▸ TASK TO COMPLETE: Beginning with the line where "Indicate the sky" appears, retype every remaining line of the data below, both the first and last included.
□ □ □ □ □
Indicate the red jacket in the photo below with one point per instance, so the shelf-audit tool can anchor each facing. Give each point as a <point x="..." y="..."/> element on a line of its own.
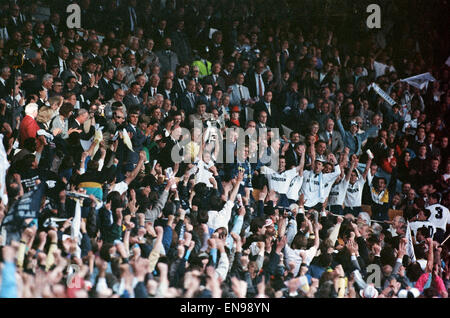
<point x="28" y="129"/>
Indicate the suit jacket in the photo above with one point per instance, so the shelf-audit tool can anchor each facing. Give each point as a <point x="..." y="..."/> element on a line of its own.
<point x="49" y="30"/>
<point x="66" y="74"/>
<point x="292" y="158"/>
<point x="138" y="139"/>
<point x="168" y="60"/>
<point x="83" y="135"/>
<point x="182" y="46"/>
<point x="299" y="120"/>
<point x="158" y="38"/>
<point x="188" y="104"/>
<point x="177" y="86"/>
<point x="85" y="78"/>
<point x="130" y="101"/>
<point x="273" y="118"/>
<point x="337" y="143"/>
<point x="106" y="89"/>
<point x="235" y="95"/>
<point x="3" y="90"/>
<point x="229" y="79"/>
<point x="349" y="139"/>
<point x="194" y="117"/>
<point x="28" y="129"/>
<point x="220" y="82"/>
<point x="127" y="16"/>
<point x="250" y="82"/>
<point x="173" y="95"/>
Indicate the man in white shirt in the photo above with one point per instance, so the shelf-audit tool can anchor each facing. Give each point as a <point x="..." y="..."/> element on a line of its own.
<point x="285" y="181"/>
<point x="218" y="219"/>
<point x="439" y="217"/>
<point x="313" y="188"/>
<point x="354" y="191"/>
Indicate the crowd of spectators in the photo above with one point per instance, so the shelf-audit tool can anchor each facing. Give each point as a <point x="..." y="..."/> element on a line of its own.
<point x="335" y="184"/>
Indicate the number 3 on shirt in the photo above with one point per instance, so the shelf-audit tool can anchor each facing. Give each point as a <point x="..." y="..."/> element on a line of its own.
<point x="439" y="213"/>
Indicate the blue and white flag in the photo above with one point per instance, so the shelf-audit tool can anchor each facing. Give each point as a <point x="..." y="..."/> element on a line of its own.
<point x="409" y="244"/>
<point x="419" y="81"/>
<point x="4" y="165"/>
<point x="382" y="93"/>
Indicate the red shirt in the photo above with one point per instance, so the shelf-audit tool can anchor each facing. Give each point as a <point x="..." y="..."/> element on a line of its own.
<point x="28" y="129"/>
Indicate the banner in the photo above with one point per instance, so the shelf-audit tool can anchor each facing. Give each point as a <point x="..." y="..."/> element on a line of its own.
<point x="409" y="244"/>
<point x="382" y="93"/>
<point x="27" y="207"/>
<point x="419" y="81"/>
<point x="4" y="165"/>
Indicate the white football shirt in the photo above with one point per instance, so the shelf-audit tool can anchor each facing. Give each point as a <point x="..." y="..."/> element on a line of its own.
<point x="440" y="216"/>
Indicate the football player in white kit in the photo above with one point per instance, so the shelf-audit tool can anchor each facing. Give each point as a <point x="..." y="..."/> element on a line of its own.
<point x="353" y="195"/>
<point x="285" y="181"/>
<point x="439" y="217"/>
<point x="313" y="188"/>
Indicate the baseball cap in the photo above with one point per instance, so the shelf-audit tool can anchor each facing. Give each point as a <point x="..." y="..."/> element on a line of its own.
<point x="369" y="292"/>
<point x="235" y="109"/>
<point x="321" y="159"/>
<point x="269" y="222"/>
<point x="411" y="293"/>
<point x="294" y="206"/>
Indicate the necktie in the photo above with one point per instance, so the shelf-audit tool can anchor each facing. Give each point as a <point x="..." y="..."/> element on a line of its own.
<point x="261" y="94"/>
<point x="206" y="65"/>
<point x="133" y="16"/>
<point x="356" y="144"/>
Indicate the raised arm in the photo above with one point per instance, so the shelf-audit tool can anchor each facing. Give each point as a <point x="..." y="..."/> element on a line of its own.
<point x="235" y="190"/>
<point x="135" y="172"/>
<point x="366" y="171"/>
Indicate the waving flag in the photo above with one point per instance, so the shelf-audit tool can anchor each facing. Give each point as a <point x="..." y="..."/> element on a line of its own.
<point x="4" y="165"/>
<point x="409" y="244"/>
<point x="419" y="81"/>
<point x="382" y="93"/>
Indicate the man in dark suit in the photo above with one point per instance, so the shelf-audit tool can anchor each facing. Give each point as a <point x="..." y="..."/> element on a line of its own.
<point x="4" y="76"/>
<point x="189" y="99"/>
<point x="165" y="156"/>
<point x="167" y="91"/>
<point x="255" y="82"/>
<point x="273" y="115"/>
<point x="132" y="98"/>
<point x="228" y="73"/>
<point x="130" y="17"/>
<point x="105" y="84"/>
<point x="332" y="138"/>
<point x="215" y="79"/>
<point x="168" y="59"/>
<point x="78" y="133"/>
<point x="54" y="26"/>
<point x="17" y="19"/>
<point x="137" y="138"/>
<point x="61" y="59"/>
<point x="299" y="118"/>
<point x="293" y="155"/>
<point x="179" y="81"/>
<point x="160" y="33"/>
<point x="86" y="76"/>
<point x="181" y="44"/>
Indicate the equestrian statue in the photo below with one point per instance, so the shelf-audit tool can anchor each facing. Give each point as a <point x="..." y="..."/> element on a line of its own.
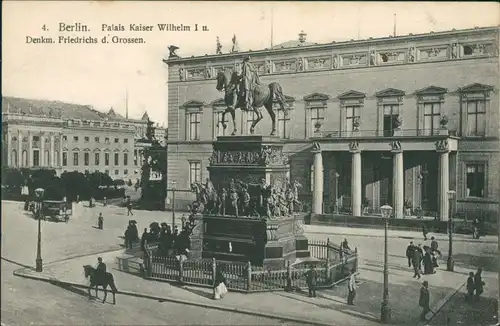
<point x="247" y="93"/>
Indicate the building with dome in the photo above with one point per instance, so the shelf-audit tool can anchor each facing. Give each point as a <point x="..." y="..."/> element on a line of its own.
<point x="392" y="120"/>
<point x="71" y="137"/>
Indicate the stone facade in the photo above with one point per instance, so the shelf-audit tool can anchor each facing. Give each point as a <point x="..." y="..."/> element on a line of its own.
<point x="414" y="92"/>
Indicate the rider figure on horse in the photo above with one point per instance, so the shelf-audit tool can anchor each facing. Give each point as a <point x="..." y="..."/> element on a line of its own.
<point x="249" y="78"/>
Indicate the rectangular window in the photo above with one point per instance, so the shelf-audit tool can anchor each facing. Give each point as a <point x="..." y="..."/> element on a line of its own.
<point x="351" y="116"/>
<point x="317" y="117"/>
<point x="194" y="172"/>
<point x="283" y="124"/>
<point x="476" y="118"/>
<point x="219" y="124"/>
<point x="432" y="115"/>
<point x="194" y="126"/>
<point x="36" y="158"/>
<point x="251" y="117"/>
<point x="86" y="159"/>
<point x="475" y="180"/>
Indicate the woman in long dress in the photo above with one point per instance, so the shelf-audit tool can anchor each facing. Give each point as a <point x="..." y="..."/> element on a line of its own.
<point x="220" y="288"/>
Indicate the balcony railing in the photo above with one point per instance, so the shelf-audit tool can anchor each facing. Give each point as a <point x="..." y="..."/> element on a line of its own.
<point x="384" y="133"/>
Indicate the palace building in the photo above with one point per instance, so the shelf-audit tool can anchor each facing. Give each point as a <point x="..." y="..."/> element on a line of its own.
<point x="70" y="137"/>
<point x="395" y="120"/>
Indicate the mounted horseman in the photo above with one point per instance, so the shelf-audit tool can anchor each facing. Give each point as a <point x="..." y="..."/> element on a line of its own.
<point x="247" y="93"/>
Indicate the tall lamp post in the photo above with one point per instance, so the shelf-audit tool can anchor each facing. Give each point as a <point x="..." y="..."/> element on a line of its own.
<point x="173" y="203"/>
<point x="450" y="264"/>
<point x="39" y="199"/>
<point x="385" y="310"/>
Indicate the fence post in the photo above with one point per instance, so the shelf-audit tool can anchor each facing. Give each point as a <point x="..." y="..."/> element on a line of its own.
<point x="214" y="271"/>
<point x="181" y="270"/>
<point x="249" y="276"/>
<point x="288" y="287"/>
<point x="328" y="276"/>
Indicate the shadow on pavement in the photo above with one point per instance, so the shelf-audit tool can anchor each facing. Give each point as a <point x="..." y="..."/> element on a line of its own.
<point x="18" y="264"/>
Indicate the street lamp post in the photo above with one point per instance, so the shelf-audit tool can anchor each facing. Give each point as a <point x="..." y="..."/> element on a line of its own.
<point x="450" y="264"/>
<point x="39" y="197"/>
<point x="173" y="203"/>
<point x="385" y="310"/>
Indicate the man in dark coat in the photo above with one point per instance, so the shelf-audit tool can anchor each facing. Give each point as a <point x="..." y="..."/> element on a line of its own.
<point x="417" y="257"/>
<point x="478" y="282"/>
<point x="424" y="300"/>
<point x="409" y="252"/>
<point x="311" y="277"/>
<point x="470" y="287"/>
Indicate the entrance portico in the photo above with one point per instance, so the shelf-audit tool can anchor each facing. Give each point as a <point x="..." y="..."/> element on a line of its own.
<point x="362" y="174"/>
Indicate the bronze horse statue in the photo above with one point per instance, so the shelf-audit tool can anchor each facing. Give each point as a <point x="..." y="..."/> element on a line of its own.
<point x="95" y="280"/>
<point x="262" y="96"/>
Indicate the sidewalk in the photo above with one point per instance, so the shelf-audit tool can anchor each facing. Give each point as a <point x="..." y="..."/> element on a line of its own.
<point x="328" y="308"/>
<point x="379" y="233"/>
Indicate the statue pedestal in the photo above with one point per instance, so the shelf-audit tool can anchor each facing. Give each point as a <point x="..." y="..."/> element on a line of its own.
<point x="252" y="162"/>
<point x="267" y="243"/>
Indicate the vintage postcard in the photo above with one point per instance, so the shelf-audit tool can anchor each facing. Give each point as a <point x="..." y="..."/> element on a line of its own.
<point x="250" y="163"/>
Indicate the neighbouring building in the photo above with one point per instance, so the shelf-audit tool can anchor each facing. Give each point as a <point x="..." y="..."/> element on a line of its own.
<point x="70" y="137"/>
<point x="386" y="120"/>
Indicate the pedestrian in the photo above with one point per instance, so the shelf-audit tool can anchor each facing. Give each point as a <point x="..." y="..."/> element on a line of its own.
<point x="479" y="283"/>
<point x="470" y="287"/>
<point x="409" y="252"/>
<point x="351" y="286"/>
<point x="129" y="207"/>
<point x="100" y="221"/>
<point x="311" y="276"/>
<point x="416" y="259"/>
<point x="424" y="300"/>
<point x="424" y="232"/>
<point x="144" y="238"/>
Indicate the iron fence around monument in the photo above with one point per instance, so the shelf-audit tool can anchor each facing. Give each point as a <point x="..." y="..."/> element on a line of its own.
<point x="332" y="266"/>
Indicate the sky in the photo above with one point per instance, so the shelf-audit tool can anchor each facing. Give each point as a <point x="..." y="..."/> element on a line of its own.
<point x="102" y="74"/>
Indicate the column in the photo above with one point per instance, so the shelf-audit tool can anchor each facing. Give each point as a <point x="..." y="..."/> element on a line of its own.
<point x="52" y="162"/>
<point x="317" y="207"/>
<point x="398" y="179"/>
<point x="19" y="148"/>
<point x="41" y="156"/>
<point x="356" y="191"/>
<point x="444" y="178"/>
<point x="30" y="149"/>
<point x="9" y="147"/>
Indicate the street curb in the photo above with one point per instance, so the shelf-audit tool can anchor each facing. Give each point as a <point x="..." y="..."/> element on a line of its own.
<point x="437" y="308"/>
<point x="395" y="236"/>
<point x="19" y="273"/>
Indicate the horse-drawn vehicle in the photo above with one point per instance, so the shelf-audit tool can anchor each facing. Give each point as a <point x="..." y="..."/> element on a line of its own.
□ □ □ □ □
▸ ANSWER TO THE EXERCISE:
Indicate the sky in the photo above with one point per instance, so the shelf-audit tool can anchor each facing. Give each point as a <point x="..." y="..."/> element on a line of its own.
<point x="102" y="74"/>
Indicate the column in the photo above with one point per instance, so the shelf-audit tool can anchor each facing. Give each point as a <point x="..." y="..."/> element on a line of its own.
<point x="52" y="162"/>
<point x="317" y="207"/>
<point x="398" y="179"/>
<point x="19" y="148"/>
<point x="41" y="156"/>
<point x="356" y="191"/>
<point x="444" y="178"/>
<point x="30" y="149"/>
<point x="9" y="147"/>
Indicate the street curb in the photo above with one point per instance, so the shelf-audit tool can anchor each facing. Give each point as a <point x="..." y="..."/> element on a line of its own.
<point x="437" y="308"/>
<point x="395" y="236"/>
<point x="19" y="273"/>
Indicate the horse-drawn vehicle in the photo above with one point per instance, so the shelf-audit tool can anchor each facing. Give each point as a <point x="..." y="..."/> element on a line of its own.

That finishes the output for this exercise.